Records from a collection
····················
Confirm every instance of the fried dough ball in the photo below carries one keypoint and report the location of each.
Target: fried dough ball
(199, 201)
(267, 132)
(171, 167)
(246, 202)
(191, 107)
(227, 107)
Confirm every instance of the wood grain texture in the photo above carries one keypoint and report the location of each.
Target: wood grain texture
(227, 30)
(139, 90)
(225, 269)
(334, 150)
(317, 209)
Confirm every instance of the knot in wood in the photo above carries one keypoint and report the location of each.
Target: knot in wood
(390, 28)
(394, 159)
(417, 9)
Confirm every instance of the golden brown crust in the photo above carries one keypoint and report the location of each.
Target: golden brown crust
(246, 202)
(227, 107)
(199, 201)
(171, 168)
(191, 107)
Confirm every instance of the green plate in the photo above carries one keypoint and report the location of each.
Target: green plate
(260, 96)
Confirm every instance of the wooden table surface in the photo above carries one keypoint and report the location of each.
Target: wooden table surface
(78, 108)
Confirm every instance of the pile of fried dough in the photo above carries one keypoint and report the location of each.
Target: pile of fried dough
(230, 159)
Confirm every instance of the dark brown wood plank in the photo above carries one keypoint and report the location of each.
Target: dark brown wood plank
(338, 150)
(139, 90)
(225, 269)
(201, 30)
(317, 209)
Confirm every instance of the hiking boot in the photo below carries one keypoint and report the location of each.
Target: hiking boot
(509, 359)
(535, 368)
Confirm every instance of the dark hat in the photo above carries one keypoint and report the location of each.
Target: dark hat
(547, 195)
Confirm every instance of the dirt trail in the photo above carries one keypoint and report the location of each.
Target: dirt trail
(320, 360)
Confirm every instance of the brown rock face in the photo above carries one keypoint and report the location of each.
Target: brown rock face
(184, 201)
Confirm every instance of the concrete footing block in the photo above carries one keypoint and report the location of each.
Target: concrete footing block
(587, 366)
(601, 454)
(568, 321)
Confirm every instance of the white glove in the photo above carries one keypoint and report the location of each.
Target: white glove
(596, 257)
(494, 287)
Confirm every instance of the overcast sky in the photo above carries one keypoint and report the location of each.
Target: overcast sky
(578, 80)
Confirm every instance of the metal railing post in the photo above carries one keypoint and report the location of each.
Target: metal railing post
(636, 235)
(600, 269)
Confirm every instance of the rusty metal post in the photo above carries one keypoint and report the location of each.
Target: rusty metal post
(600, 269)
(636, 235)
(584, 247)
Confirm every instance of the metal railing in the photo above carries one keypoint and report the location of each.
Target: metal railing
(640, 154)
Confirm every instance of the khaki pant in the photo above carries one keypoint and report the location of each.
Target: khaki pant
····················
Print out every record again, exactly and in full.

Result:
Confirm every instance of the fried dough ball in the photo below carries one keypoint and report the location of each.
Target: fried dough ball
(199, 201)
(267, 132)
(171, 167)
(246, 202)
(191, 107)
(227, 107)
Confirm every instance of the wood grain texture in the photo above carries one keypoint and report the location of each.
Target: wood grain texture
(227, 30)
(139, 90)
(225, 269)
(334, 150)
(317, 209)
Confirm every instance of the knot in wood in the photo above carries one keypoint and report the location of each.
Target: knot in wood
(390, 28)
(394, 159)
(417, 9)
Confirm every instance of the golden brown crust in the photo above carries one keypoint and report the location of each.
Target: golden brown crust
(246, 202)
(227, 107)
(199, 201)
(171, 168)
(191, 107)
Confirm every instance of the green plate in the photo above carries one keypoint and report the location of each.
Target: green plate
(260, 96)
Confirm every instance of the wooden table surface in the photo above carries one keypoint and report the location of each.
Target: wooden table surface
(78, 108)
Confirm every instance of the pile of fried dough in the photo above carries one keypoint and report the location of each.
Target: pile of fried dough
(230, 159)
Confirm every instance of the dark brown wood plank in the photo above carries one keypoint and report the location of each.
Target: dark brown wood plank
(338, 150)
(139, 90)
(225, 269)
(201, 30)
(317, 209)
Confirm every instance of the hiking boot in the photo below carries one keypoint and report the location of each.
Target: hiking boot
(509, 359)
(535, 368)
Confirm every instance of the dark hat in the photo above carries one keypoint and report the location of each.
Target: dark hat
(547, 195)
Confirm every instance of the dirt trail in the photo above carries one keypoint and report the location of each.
Target: dirt trail
(320, 360)
Confirm every instance of the brown rock face in the photo above carries one keypoint and report the location of each.
Target: brown rock face
(184, 201)
Confirm every instance of the concrete footing block in the photo above carries one keypoint and report the location of each.
Target: concrete footing block
(587, 366)
(601, 454)
(568, 321)
Confirm every instance of the white glove in the photo above carries one keypoint and report the location of each.
Target: white glove
(596, 257)
(494, 287)
Confirm every instance of the overcast sky in the photo above carries one keypoint and report the location of each.
Target: overcast sky
(578, 80)
Confirm every instance of the metal railing post in the photo above carries one keypoint and report the location of each.
Target: metal railing post
(636, 235)
(600, 269)
Confirm every instance of the rusty metal post in the photo above carries one keypoint and report the location of each.
Target: rusty metal post
(600, 269)
(636, 235)
(584, 247)
Confirm every instance of the metal railing in the photo above carries one keypoint and report the location of each.
Target: metal railing
(640, 154)
Confirm every instance of the khaki pant in the photo above carries one keypoint and report the location of each.
Target: khaki pant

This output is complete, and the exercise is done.